►
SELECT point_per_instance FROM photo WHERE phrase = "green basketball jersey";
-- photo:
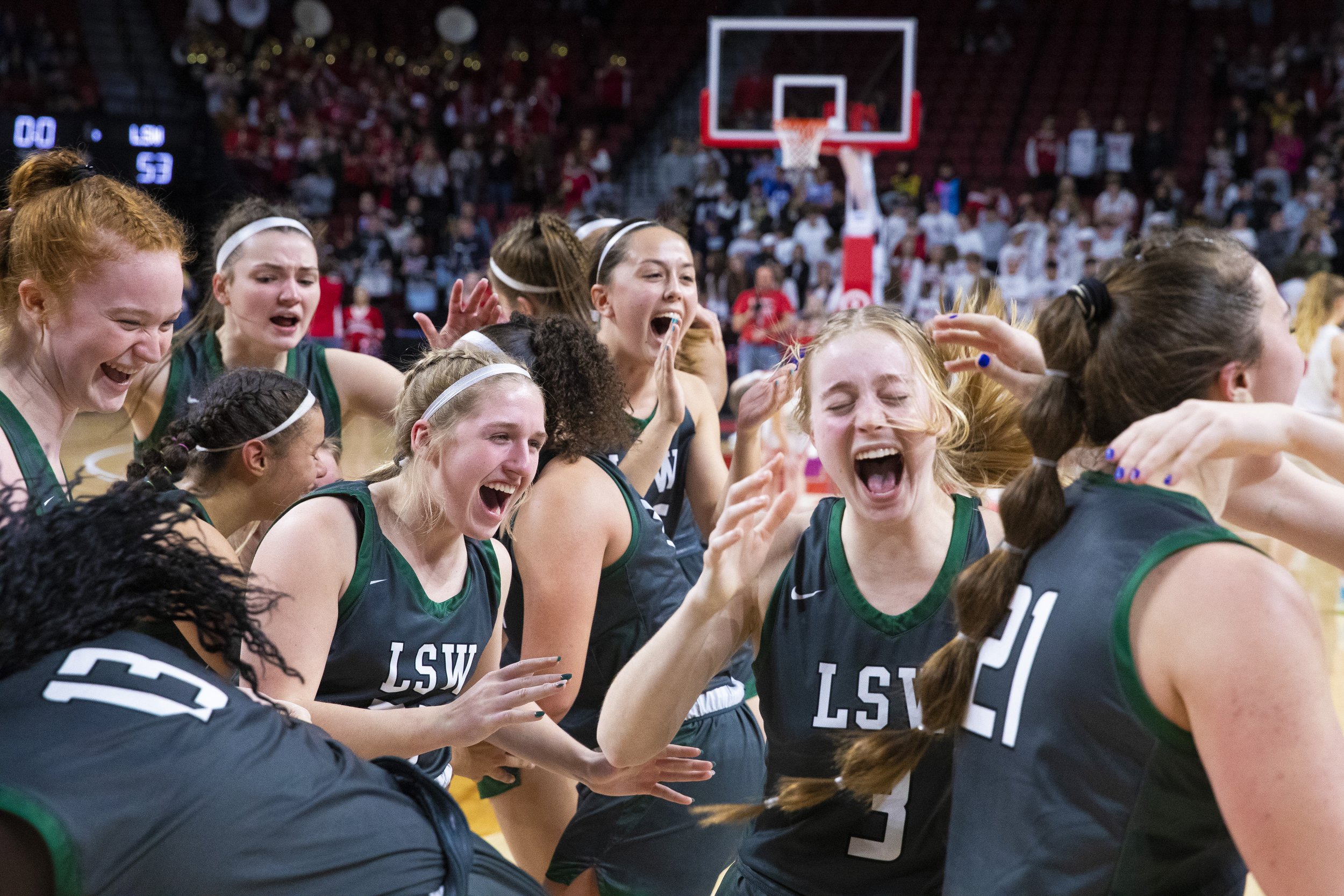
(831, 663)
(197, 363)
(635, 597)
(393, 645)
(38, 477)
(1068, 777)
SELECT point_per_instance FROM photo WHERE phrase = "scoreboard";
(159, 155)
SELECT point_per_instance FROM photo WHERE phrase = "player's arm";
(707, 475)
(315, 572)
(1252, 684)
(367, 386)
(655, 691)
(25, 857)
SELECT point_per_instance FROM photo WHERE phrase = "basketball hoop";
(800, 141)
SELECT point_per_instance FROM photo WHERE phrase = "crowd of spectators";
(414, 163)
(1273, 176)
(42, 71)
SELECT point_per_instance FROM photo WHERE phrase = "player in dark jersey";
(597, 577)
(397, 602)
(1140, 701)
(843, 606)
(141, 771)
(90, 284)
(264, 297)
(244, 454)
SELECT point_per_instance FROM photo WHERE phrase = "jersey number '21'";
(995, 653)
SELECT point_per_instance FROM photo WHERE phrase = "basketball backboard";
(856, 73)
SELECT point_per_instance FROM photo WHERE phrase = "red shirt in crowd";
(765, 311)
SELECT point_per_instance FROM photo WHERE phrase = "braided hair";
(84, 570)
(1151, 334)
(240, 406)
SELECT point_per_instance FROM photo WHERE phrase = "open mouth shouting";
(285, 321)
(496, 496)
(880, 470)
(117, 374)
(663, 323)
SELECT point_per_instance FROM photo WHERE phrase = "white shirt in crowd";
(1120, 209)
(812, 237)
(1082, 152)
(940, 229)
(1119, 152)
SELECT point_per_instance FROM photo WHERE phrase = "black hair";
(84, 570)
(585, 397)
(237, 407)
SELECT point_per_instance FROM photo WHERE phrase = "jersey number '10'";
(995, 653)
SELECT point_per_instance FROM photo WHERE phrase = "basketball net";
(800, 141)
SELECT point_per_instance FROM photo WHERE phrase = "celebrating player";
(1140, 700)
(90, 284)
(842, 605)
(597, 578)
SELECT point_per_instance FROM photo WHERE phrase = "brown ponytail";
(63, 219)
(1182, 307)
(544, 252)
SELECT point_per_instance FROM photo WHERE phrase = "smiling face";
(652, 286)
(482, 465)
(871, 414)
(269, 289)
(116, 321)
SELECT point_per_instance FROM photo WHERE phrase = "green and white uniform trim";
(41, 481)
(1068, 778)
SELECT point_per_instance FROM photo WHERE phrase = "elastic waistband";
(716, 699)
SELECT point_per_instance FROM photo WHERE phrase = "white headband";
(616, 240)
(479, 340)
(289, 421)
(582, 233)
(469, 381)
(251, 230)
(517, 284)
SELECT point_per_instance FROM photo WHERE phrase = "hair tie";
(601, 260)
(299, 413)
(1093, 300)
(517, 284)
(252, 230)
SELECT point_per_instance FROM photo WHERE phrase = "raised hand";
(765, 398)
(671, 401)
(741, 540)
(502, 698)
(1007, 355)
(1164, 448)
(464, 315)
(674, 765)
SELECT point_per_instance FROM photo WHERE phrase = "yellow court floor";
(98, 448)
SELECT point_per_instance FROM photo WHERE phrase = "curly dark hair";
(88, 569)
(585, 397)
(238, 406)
◄
- **Try it**: What you give back should match the entries above exactly, except that pictures are dropped.

- **Solution for this exercise**:
SELECT point_per_instance FROM photo WHERE phrase = "green basketball jersey";
-- photo:
(831, 663)
(197, 363)
(635, 597)
(393, 645)
(38, 477)
(1068, 777)
SELECT point_per_instance FROM photo WHERE phrase = "scoreboard";
(159, 155)
SELECT point_per_instance FROM photo WHERE phrase = "player's arm";
(707, 475)
(315, 572)
(1252, 684)
(367, 386)
(655, 691)
(25, 857)
SELECT point_per_instance FROM photo WHERE phrase = "basketball hoop";
(800, 141)
SELECT point_per_instance FROM photo WHERE phrase = "crowd of spectators";
(414, 163)
(1273, 176)
(42, 71)
SELECT point_per_instance FROM photo WHERE phrase = "player in dark jersey";
(597, 577)
(397, 602)
(1140, 701)
(843, 606)
(141, 771)
(90, 284)
(264, 297)
(244, 454)
SELECT point_per_instance FROM photo WHERE phrase = "jersey number '21'";
(995, 653)
SELECT point_per_instance FROM photo WHERE phrase = "basketball backboard";
(856, 73)
SELECT point_per_instance FROM photo WHERE phrase = "red shirt in crowd";
(765, 311)
SELECT point_per_instance FROM photo WHERE phrase = "braided hair";
(84, 570)
(1151, 334)
(240, 406)
SELECT point_per_instance FROM photo WHERE phrase = "open mouth shouting";
(285, 321)
(496, 496)
(880, 470)
(117, 374)
(663, 323)
SELECT point_per_instance FROM photo WHERE phrase = "white shirt in crowd";
(1120, 209)
(812, 237)
(1082, 152)
(940, 229)
(1119, 152)
SELECT point_per_instance FROM photo WHERE phrase = "black hair";
(84, 570)
(585, 397)
(237, 407)
SELECT point_per_instance FROM photo WHERE phrase = "jersey number '10'";
(995, 653)
SELECT point_per_instance FROM photo WHERE phrase = "basketball net";
(800, 141)
SELECT point_per_instance FROM photo WHERE phrase = "celebrating player";
(1140, 700)
(90, 284)
(842, 605)
(597, 578)
SELECT point_per_instance FROM photo WHERE phrase = "brown ponytail";
(63, 219)
(1182, 307)
(544, 252)
SELECT point_per_instance FROM photo WHERE phrase = "smiling face";
(652, 286)
(482, 465)
(871, 414)
(269, 289)
(116, 321)
SELECT point_per_instance FROM photo WHERE phrase = "green and white uniform trim";
(41, 481)
(1068, 778)
SELECT point_per_instance FROM photo WHERE phrase = "elastic waistband";
(716, 699)
SELECT point_per_instance FROM photo WHERE phrase = "white headband";
(616, 240)
(479, 340)
(289, 421)
(582, 233)
(469, 381)
(251, 230)
(517, 284)
SELECT point_per_instance FROM photo WHERE phrase = "hair tie";
(601, 260)
(299, 413)
(1093, 300)
(517, 284)
(252, 230)
SELECT point_per_instance FROM photo WHERE phrase = "raised hand";
(765, 398)
(671, 401)
(741, 540)
(502, 698)
(1007, 355)
(1164, 448)
(464, 315)
(674, 765)
SELECT point_per_instance FROM photo WHERE phrase = "yellow court floor";
(98, 448)
SELECT point_per_instance FROM photo WHERE phrase = "curly dark hair";
(88, 569)
(585, 397)
(238, 406)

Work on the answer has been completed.